■ Given passage
▽
Arabidopsis SCPL Genes Exhibit Tissue-Specific Expression Patterns

To provide a foundation for determining the function of the Arabidopsis SCPL proteins, RT-PCR analyses were carried out using RNA extractions from eight different tissue types. These experiments revealed a diversity of expression patterns for Arabidopsis SCPL genes, even among members of the five SCPL gene clusters. For example, each member of the cluster on chromosome 1 (SCPL genes 2–6) is expressed in roots and seedlings, but SCPL gene 5 is also expressed in siliques, and SCPL gene 4 is expressed in all tissues surveyed (Fig. 3). The shared expression pattern in seedlings and roots exhibited by SCPL gene 1 on chromosome 5 is consistent with its recent duplication from SCPL gene 2 on chromosome 1.

Figure 3.

Figure 3.

RT-PCR analysis of Arabidopsis SCPL gene expression. RNA was extracted from the tissues indicated and used for RT-PCR to evaluate SCPL gene expression. The Arabidopsis SCPL genes are identified according to the numbering scheme used in Figure 1. Genes that are tandemly arranged in the genome are boxed, with the dotted box surrounding gene 1 reflecting its close sequence identity with SCPL gene 2. Results for SCPL genes 1 to 21 and 22 to 46 are grouped together because they represent Clades I and II, respectively. Results for the ACT2/8 positive control are given on bottom left.
△
■ Directions
Duplicate the passage on SCPL gene expression from "To provide a" up to and including "on chromosome 1.". The lines placed after this point are separate material, unconnected to the passage on SCPL gene expression.

■ Recorded information
▽
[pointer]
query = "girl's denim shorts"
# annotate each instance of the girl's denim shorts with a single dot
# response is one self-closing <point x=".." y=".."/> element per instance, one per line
△
■ Result
To provide a foundation for determining the function of the Arabidopsis SCPL proteins, RT-PCR analyses were carried out using RNA extractions from eight different tissue types. These experiments revealed a diversity of expression patterns for Arabidopsis SCPL genes, even among members of the five SCPL gene clusters. For example, each member of the cluster on chromosome 1 (SCPL genes 2–6) is expressed in roots and seedlings, but SCPL gene 5 is also expressed in siliques, and SCPL gene 4 is expressed in all tissues surveyed (Fig. 3). The shared expression pattern in seedlings and roots exhibited by SCPL gene 1 on chromosome 5 is consistent with its recent duplication from SCPL gene 2 on chromosome 1.